■ Problem requirements: Copy word for word the part of the forum post about long-stay visitor visa documents that opens with the words containing "What other document-related" and closes with "the income requirement.".

■ Source excerpt:
# Long Stay Visitor Visa documents needed?



## nrlaurin

I will be applying for a long-stay visitor visa (1 year) in late 2022. Making sure I have all my documents in order as early as I can though. The name on my birth certificate, drivers license and passport are the same (my maiden name), and I will be of course using that name when I apply. However, I went through a few name changes over the years (due to two marriages and two divorces) and my name was legally restored on the divorce decrees back to my maiden name.

Do I need to be ready with translated versions of the divorce decrees, which are quite lengthy, to prove the paper trail of my name changes, or is that overkill since my birth certificate matches my passport now? Should I expect them to do a deep dive into my name-change history?

What other document-related surprises can I expect? I have airbnbs set up and prepaid for the entire year I will be there, with the contracts available of course. I will have global health insurance in place when I apply, as required. And by then I will be retired and receiving a more-than-sufficient USA-government pension to satisfy the income requirement.

■ Information supplied:

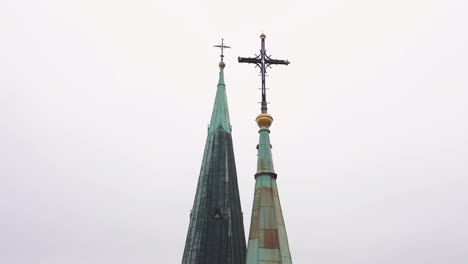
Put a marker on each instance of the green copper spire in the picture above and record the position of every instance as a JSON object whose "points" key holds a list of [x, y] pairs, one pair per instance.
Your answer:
{"points": [[268, 241], [220, 115]]}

■ Exercise response:
What other document-related surprises can I expect? I have airbnbs set up and prepaid for the entire year I will be there, with the contracts available of course. I will have global health insurance in place when I apply, as required. And by then I will be retired and receiving a more-than-sufficient USA-government pension to satisfy the income requirement.